**Your objective**
Rewrite all the rows below, putting "Place a marker" wherever "Drop a pin" appears and leaving everything else unchanged.

>> Begin Source records

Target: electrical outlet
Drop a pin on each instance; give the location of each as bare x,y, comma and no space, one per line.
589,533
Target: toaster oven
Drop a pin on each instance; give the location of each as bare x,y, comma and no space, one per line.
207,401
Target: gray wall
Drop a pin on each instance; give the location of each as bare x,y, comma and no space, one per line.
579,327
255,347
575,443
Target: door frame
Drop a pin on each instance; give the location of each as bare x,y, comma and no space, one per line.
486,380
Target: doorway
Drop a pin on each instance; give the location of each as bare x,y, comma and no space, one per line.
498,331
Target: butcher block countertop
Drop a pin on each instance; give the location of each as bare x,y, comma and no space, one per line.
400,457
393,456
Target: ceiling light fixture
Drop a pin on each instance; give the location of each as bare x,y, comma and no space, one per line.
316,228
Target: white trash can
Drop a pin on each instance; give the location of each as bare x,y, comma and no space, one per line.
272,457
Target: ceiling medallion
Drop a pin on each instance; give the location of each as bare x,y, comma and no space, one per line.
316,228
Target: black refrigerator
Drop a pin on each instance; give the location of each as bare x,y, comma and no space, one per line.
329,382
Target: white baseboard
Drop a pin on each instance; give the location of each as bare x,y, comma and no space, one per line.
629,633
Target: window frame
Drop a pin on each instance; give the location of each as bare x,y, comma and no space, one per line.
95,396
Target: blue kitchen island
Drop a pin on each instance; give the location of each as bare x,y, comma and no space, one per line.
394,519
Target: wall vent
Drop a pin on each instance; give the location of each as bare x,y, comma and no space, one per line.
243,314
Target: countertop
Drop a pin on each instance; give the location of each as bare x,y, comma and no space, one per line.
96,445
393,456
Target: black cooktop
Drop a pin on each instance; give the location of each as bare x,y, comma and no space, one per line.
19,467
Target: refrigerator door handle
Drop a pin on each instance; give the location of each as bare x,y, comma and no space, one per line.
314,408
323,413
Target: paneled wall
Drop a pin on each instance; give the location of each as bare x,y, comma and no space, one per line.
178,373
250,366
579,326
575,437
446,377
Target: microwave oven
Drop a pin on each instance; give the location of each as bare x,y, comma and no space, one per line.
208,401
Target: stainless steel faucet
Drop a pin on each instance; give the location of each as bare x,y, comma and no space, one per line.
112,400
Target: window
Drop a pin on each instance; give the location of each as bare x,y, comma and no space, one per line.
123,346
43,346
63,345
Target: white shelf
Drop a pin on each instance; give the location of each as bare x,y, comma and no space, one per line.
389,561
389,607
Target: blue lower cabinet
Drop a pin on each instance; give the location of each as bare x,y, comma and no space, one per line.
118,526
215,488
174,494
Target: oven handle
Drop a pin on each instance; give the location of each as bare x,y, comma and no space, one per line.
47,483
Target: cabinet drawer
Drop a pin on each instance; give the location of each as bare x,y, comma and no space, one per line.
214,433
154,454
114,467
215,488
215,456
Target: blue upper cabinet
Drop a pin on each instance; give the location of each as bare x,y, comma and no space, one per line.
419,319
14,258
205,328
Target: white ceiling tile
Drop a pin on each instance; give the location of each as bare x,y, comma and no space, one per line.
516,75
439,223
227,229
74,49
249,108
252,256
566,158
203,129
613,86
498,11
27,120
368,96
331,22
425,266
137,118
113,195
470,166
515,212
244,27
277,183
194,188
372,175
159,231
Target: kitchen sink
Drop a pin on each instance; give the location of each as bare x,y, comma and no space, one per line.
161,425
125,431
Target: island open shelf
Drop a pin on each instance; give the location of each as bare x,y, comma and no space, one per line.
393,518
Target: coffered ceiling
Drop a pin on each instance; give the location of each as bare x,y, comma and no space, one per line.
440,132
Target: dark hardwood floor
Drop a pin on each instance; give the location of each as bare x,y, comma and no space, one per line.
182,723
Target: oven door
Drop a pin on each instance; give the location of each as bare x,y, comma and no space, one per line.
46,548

>> End Source records

**Solution for this exercise**
Target: electrical outlet
Place a marker on each instance; give the location of each as bare x,y, comma and no space, one per line.
589,533
Target: toaster oven
Place a marker on each instance; give the location of each as bare x,y, comma and no space, one per line.
207,401
Target: gray wall
Place a marker on each instance; give the location of each as bare x,y, comma and no space, one per line.
579,327
255,347
575,443
Target: door frame
Place a marker on each instance; give the location of each as bare x,y, comma and no space, one per line.
486,380
Target: doorway
Place a marker on each instance; give the location of each as bare x,y, comma and no space, one per line.
498,331
Target: butcher block countertop
Place a marker on each instance; give the location of each as bare x,y, comma and no space, one per line.
400,457
393,456
Target: ceiling light fixture
Place a marker on each instance; give the location of each as bare x,y, comma and no space, one per line.
316,228
Target: white trash can
Place a marker on each instance; give the location of each as bare x,y, comma and no space, one per line.
272,457
Target: ceiling medallion
Place a marker on each instance; give the location of each as bare x,y, comma and no space, one per line.
316,228
Target: black refrigerator
Place a marker on each instance; give the location of each as bare x,y, comma and no space, one per line.
329,382
Target: white baseboard
Place a marker on each instance; give the location of each as bare x,y, comma and no space, one per line.
629,633
Target: window frame
Place a marker on each instance; give the location of each as bare x,y, comma and no space, one per line.
95,396
Target: blue kitchen island
Place a marker on each instance; give the location of each as bare x,y, comma and no space, one per line.
394,519
Target: wall vent
Place a marker on each instance; give the location of each as bare x,y, comma and no space, one per line.
243,314
Target: countertop
Place a marker on each instance; give the location of each as bare x,y, comma and no space, one per line.
96,445
393,456
Target: black cooktop
Place a marker on each instance; give the location of each as bare x,y, comma and no space, one per line.
19,467
Target: refrigerator door handle
Place a marker on each instance; give the location of each as bare x,y, comma and no space, one per line.
314,408
323,413
Target: paneled wall
Place a marker on each instance; give the location of each as bare x,y, comma and no space, one per line.
178,373
250,366
579,326
575,437
446,377
Target: microwave oven
Place a marker on each instance; give the location of each as bare x,y, comma and no space, one per line.
208,401
Target: stainless steel faucet
Place a marker on each instance; give the location of each as bare x,y, comma and no space, one per line.
112,400
Target: window
Place a marker on each instance; give the location of each as bare x,y, comma and no space, one per line.
123,346
43,346
63,345
Target: white shelf
Place a marker on each instance; give the location of each as bare x,y, comma and no space, one per line.
389,561
389,607
Target: blue lower cabinet
Place a marker on each instance; give the location of each as bare x,y, comma and no space, one per line.
118,526
215,488
174,494
Target: oven handle
Place a marker on each instance; give the location of each as bare x,y, comma and no space, one per line.
47,483
Target: cabinet drawer
Place a marker on each instance; give the location of each as bare x,y, comma and no space, one per line.
214,433
154,454
114,467
215,488
215,456
Target: blue upper cabinet
Place a marker on each instance; give the location of each as bare x,y, comma and no space, one per line.
419,319
14,258
205,328
Target: white ceiling tile
Place a marker on each instance; give the location of each as bare x,y, comma and no space, one per line.
516,75
439,223
227,229
74,49
249,108
252,256
566,158
203,129
613,86
498,11
27,120
368,96
331,22
425,266
137,118
113,195
470,166
515,212
244,27
277,183
194,188
372,175
159,231
Target: kitchen sink
Place a marker on each instance; give the location of each as bare x,y, comma and no space, one per line.
161,425
125,431
Target: island open shelf
Place a marker on each instance; give the location of each as bare x,y, comma and no space, one per line.
393,518
Target: coffered ceiling
Place a marker on each instance; give the location of each as bare x,y, comma and no space, one per line.
440,132
Target: dark hardwood floor
Place a marker on each instance; give the location of each as bare x,y, comma and no space, one per line.
182,723
Target: oven door
Place a marker on each instance; give the location of each as bare x,y, comma and no space, one per line.
46,548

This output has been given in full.